* _REQUIRED WORK_: All that is needed is the listing, transcribed exactly and in full.

* _AVAILABLE DATA_:
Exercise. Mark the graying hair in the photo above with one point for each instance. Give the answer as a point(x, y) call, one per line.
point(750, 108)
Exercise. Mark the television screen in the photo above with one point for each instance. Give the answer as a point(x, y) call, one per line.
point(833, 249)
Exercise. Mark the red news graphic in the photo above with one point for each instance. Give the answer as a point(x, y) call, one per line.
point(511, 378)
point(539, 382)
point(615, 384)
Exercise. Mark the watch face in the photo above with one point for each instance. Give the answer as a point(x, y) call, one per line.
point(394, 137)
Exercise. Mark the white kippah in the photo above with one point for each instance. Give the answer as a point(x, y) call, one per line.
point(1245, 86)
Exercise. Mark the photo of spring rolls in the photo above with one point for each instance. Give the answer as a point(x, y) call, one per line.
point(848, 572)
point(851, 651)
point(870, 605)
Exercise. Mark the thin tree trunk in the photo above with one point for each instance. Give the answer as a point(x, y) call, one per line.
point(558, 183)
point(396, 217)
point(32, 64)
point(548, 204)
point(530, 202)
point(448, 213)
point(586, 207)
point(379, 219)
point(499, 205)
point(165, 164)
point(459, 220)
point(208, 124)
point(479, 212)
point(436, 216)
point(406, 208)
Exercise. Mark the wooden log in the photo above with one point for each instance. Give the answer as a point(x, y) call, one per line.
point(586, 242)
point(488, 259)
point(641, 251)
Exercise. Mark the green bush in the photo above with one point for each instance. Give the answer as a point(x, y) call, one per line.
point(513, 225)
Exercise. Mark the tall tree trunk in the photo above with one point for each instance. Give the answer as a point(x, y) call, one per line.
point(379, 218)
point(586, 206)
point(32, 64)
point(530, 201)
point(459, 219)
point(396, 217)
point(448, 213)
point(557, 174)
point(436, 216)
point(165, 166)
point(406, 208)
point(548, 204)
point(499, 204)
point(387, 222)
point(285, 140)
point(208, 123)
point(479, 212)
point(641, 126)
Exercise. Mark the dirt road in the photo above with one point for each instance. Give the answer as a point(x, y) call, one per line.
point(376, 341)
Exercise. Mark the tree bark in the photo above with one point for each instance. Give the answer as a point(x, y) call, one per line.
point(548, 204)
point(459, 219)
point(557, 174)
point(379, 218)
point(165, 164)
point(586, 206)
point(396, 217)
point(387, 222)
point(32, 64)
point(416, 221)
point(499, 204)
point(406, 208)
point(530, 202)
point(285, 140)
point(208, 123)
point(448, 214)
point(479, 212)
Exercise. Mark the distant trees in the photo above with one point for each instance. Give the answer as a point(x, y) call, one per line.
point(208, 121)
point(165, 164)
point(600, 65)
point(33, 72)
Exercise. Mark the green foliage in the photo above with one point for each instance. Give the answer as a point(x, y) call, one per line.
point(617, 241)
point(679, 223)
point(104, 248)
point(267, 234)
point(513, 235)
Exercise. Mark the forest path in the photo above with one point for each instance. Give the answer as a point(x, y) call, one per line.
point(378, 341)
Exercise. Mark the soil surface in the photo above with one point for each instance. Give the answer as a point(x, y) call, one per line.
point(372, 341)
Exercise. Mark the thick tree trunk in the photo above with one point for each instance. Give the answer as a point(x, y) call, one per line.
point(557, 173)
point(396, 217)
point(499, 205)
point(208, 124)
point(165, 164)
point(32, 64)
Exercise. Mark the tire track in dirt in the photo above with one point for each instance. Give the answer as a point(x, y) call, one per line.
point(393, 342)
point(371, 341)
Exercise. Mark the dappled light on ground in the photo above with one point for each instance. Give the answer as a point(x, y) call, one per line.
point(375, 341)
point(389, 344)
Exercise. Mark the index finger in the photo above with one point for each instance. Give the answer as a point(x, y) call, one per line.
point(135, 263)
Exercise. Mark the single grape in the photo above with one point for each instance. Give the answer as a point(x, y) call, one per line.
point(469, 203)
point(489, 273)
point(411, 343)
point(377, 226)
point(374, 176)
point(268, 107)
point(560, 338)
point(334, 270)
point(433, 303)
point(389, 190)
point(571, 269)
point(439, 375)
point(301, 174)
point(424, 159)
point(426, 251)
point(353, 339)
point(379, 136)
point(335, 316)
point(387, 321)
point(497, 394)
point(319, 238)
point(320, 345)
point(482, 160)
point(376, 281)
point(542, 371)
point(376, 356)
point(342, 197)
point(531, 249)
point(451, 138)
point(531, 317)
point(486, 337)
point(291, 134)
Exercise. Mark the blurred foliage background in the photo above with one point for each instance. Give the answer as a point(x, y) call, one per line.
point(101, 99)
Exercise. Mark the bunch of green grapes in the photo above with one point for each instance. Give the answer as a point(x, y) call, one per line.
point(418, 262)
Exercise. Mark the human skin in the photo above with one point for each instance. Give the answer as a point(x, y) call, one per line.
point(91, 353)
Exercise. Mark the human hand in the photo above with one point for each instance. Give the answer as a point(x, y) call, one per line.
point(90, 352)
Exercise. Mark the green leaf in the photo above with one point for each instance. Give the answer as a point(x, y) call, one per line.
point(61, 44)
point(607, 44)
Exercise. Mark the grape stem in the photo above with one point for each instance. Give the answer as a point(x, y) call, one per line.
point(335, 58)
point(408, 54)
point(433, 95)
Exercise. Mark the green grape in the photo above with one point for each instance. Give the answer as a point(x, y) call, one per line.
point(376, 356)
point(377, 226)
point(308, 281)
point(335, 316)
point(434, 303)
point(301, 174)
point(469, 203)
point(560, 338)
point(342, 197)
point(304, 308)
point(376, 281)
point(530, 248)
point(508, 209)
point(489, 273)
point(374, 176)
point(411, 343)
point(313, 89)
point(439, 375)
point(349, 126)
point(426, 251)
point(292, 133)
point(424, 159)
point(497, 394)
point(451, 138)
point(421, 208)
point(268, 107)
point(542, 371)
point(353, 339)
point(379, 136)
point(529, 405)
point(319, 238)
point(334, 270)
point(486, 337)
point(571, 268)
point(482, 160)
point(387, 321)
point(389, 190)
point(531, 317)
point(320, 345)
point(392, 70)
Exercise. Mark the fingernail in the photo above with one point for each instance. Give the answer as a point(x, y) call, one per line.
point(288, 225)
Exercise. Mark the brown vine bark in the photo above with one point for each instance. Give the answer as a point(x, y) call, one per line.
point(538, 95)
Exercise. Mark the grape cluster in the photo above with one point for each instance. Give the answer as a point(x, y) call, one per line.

* _YOUR RESPONSE_:
Exercise. Mark the graying hair in the photo above with one point for each instance. Give the answer as a point(x, y) call, one per line.
point(750, 108)
Exercise. Mark the television screen in the photo above with one point for each instance. Give the answer as a point(x, y) call, one per line.
point(833, 249)
Exercise. Mark the red news graphic in the photo above with one point for each instance. Give the answer as a point(x, y) call, one per line.
point(511, 378)
point(539, 382)
point(615, 384)
Exercise. Mark the watch face in the photo above with one point for each instance. Give the answer as a point(x, y) call, one per line.
point(394, 137)
Exercise. Mark the white kippah in the photo above with one point for each instance. Give the answer as a point(x, y) call, one per line.
point(1245, 86)
Exercise. Mark the photo of spring rolls in the photo above with one point for each instance. Give the answer as a point(x, y) call, one per line.
point(848, 572)
point(851, 651)
point(870, 605)
Exercise. Mark the thin tree trunk in the photo above with one point for each instance. Give the answer as a point(x, y) call, one per line.
point(558, 183)
point(396, 217)
point(32, 64)
point(548, 204)
point(530, 202)
point(448, 213)
point(586, 207)
point(379, 219)
point(499, 205)
point(165, 164)
point(459, 220)
point(208, 124)
point(479, 212)
point(436, 216)
point(406, 208)
Exercise. Mark the wooden log in the photo above with one point for each instance. Give the answer as a point(x, y) call, one per line.
point(586, 242)
point(488, 259)
point(641, 251)
Exercise. Mark the green bush in the photo above with one point for each instance. Give the answer as a point(x, y) call, one per line.
point(513, 225)
Exercise. Mark the tall tree trunk in the photo above with one point for each instance. Give the answer as a point(x, y) call, one per line.
point(379, 218)
point(586, 206)
point(32, 64)
point(530, 201)
point(459, 219)
point(396, 217)
point(448, 213)
point(557, 174)
point(436, 216)
point(165, 166)
point(406, 208)
point(548, 204)
point(499, 204)
point(387, 222)
point(285, 140)
point(208, 123)
point(479, 212)
point(641, 126)
Exercise. Mark the dirt road in the photo above with one point for each instance. Give the answer as a point(x, y) call, one per line.
point(376, 341)
Exercise. Mark the tree bark in the photo above with one point for each instance. Give the answer as a point(x, y) call, one per line.
point(548, 204)
point(459, 219)
point(557, 174)
point(379, 218)
point(165, 164)
point(586, 206)
point(396, 217)
point(387, 222)
point(32, 64)
point(416, 221)
point(499, 204)
point(406, 208)
point(530, 202)
point(285, 140)
point(208, 123)
point(448, 214)
point(479, 212)
Exercise. Mark the distant trees in the photo above with one point for each instance. Give the answer as a point(x, y) call, one per line.
point(208, 121)
point(165, 164)
point(600, 65)
point(33, 72)
Exercise. Mark the green foliage in the photo above with one point for each instance. Give the answer as a point(x, y) call, one per line.
point(617, 241)
point(679, 223)
point(104, 248)
point(267, 234)
point(513, 235)
Exercise. Mark the forest path in the photo above with one point for each instance. Give the answer as a point(x, y) call, one per line.
point(378, 341)
Exercise. Mark the soil surface in the photo above with one point for each instance. Give the answer as a point(x, y) call, one per line.
point(372, 341)
Exercise. Mark the thick tree trunk in the photo above with one point for each instance. Give the answer as a point(x, y) call, one per line.
point(557, 173)
point(396, 217)
point(499, 205)
point(208, 124)
point(165, 164)
point(32, 64)
Exercise. Mark the tire track in dirt in the photo above with one point for each instance. Give the answer as a point(x, y) call, one per line.
point(393, 342)
point(371, 341)
Exercise. Mark the dappled light on ground in the photo above with one point for each instance. Give the answer as a point(x, y) call, one per line.
point(375, 341)
point(389, 344)
Exercise. Mark the index finger in the photo above with one point for each instance. Give the answer as a point(x, y) call, one per line.
point(135, 263)
Exercise. Mark the single grape in the photo above with one point for each instance. Give the answer as a point(x, y) call, one per line.
point(469, 203)
point(489, 273)
point(411, 343)
point(377, 226)
point(374, 176)
point(268, 107)
point(560, 338)
point(334, 270)
point(433, 303)
point(389, 190)
point(571, 269)
point(439, 375)
point(301, 174)
point(424, 159)
point(426, 251)
point(353, 339)
point(379, 136)
point(335, 316)
point(387, 321)
point(497, 394)
point(319, 238)
point(320, 345)
point(482, 160)
point(376, 281)
point(542, 371)
point(376, 356)
point(342, 197)
point(531, 249)
point(451, 138)
point(531, 317)
point(486, 337)
point(291, 134)
Exercise. Mark the blurred foliage background in the photo above with one point for each instance. Give the answer as a point(x, y) call, one per line.
point(101, 99)
Exercise. Mark the bunch of green grapes in the photo above with one point for each instance. Give the answer as a point(x, y) call, one per line.
point(418, 262)
Exercise. Mark the human skin in the photo above with one point for each instance. Give the answer as a point(x, y) call, one per line.
point(91, 353)
Exercise. Mark the human hand in the photo above with one point for each instance. Give the answer as a point(x, y) call, one per line.
point(90, 352)
Exercise. Mark the green leaf in the photo above with one point for each instance. Give the answer as a point(x, y) call, one per line.
point(61, 44)
point(607, 44)
Exercise. Mark the grape stem in the photo above with one point for each instance. Give the answer as a point(x, y) call, one per line.
point(335, 58)
point(408, 54)
point(433, 95)
Exercise. Mark the green grape in the photo above with one point for each instance. Give the answer as a point(x, y) call, one per line.
point(376, 356)
point(377, 226)
point(308, 281)
point(335, 316)
point(434, 303)
point(301, 174)
point(469, 203)
point(560, 338)
point(342, 197)
point(304, 308)
point(376, 281)
point(530, 248)
point(508, 209)
point(489, 273)
point(374, 176)
point(411, 343)
point(313, 89)
point(439, 375)
point(349, 126)
point(426, 251)
point(292, 133)
point(424, 159)
point(497, 394)
point(451, 138)
point(421, 208)
point(268, 107)
point(542, 371)
point(353, 339)
point(379, 136)
point(529, 405)
point(319, 238)
point(334, 270)
point(486, 337)
point(571, 268)
point(482, 160)
point(387, 321)
point(389, 190)
point(531, 317)
point(320, 345)
point(392, 70)
Exercise. Mark the fingernail in the photo above with one point for each instance. Give the answer as a point(x, y) call, one per line.
point(288, 225)
Exercise. Mark the brown vine bark in the photo above with one point for each instance. Give the answer as a point(x, y) call, one per line.
point(538, 95)
Exercise. Mark the grape cluster in the photo above with one point for each instance. Give the answer as a point(x, y) call, one per line.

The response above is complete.